What the task requires: Your task is to print every entry below exactly as given.

Dataset extract:
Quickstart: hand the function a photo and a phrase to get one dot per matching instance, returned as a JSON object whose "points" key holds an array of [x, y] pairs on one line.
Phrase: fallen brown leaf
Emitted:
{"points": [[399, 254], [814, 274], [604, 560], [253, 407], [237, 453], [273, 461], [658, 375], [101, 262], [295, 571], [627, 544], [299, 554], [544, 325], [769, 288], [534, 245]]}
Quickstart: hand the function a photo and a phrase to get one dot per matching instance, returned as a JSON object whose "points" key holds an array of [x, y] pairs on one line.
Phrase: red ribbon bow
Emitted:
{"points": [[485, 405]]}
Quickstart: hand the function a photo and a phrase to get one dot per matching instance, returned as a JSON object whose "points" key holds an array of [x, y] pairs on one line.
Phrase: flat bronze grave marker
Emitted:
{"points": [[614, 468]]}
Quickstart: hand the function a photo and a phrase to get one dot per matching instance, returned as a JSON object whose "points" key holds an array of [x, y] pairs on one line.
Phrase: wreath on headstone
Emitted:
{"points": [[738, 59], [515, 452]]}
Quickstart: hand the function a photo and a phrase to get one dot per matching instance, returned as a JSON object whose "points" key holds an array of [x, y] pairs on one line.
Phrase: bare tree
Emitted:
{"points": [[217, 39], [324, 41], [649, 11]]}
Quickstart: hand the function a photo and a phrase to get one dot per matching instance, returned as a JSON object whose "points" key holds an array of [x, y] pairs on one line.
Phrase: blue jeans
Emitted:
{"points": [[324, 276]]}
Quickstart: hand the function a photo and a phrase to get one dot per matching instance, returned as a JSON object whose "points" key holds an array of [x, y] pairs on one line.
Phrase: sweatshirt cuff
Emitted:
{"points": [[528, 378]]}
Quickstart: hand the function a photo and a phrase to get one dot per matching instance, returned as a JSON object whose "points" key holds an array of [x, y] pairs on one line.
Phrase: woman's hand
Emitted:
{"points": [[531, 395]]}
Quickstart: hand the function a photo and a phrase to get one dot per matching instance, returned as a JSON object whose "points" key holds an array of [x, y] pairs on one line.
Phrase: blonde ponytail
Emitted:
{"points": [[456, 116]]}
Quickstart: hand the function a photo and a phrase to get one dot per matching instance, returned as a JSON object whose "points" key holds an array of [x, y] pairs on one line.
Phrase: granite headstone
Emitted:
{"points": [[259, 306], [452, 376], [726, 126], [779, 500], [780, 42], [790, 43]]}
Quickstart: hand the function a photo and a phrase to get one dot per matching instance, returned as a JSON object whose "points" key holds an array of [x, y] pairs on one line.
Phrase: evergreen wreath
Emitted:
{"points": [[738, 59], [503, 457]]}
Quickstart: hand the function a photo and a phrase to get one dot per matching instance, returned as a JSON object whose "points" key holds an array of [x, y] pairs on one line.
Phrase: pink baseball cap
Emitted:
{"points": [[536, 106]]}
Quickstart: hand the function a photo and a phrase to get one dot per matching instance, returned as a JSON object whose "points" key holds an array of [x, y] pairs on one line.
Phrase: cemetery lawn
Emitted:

Answer below:
Quickstart: hand the function a photo and a phrase to get one dot per matching instance, returned as a JSON object whose "points" key holds an array of [x, y] pairs on one line.
Phrase: fallen brown leaf
Emitted:
{"points": [[399, 254], [814, 274], [604, 560], [253, 407], [237, 453], [273, 461], [658, 375], [101, 262], [295, 571], [627, 544], [299, 554], [544, 325], [769, 288], [534, 245]]}
Quickstart: hand the function a photo and a phrase to get one dot per matching instance, returned as a JSON object whose "points" key holds an array of [x, y] pairs on one line.
Phrase: red ribbon bow
Emitted:
{"points": [[485, 405]]}
Quickstart: hand the function a photo and a phrase to get one dot per matching instance, returned as a JSON object whose "points" key holds an array of [x, y] pairs on one line.
Phrase: flat bronze grave marker
Emitted:
{"points": [[614, 468]]}
Quickstart: hand the function a photo and a phrase to get one dot per matching instance, returned as a JSON object whose "points" key holds an array of [x, y] pairs on one line.
Phrase: wreath on headstone
Emitted:
{"points": [[738, 59], [515, 452]]}
Quickstart: hand the function a photo and a phrase to get one dot per matching instance, returned as a JSON object whose "points" key holds an array of [x, y] pairs on one line.
Phrase: bare tree
Emitted:
{"points": [[217, 39], [324, 41], [649, 11]]}
Quickstart: hand the function a photo and a phrase to get one dot per matching instance, returned as a JSON object whose "points" key holds an array of [x, y] pairs on one line.
Phrase: blue jeans
Emitted:
{"points": [[324, 276]]}
Quickstart: hand the function a photo and a phrase to get one dot per matching instance, returned as a JSON object whose "points" key holds an array of [x, y] pairs on one line.
Phrase: sweatshirt cuff
Emitted:
{"points": [[528, 378]]}
Quickstart: hand the function a photo and a phrase to get one dot per matching instance, returned as a JSON object whose "points" key holds an array of [x, y] pairs on one line.
Phrase: woman's hand
Emitted:
{"points": [[531, 395]]}
Quickstart: hand the function a photo and a phrase to get one dot per matching instance, returned as a JSON object whose "points" key holds an array of [x, y] pairs on one line.
Phrase: blonde ponytail
Emitted:
{"points": [[456, 116]]}
Quickstart: hand the function a photo and a phrase to get one dot per matching instance, returned as a JSON object whose "points" key holds an array of [x, y] pairs on one line.
Phrase: granite headstone
Emitted:
{"points": [[259, 306], [452, 376], [726, 126], [779, 500], [780, 42], [790, 43]]}
Quickstart: hand the function a photo and a phrase to get one dot per matching instance, returned as a JSON object whose "points" key holds an array of [x, y] pairs on one line.
Phrase: evergreen wreath
Emitted:
{"points": [[738, 59], [503, 457]]}
Quickstart: hand the function a photo and a phrase to get one dot per matching instance, returned as a JSON object whose "points" key holds an array of [x, y] pairs on one line.
Phrase: pink baseball cap
Emitted:
{"points": [[536, 106]]}
Quickstart: hand the function a photo and a phrase to get one dot per matching instance, returned as a JSON object whose "points" key holds an array of [x, y] pairs on one line.
Phrase: cemetery lawn
Emitted:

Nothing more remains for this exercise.